--- START OF DATA ROWS ---
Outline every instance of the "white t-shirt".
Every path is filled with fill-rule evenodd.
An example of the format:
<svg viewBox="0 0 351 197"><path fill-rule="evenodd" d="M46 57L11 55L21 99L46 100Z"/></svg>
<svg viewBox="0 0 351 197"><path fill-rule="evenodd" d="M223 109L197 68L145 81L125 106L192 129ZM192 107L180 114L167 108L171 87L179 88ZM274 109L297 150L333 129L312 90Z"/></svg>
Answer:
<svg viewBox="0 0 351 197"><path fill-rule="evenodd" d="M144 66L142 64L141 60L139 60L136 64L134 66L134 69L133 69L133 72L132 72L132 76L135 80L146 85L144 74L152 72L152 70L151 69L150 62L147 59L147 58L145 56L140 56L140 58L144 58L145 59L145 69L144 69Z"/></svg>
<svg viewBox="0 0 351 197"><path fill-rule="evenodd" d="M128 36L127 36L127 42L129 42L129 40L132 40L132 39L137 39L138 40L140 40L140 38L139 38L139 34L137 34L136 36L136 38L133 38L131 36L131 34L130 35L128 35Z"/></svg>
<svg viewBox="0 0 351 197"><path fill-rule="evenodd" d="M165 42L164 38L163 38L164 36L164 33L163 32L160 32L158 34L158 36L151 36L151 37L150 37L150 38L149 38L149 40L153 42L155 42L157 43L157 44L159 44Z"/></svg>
--- END OF DATA ROWS ---
__EXERCISE OBJECTIVE__: How many lines of the entries above contain the word "white"? Reply with the number alone.

__SOLVED PROBLEM__: 1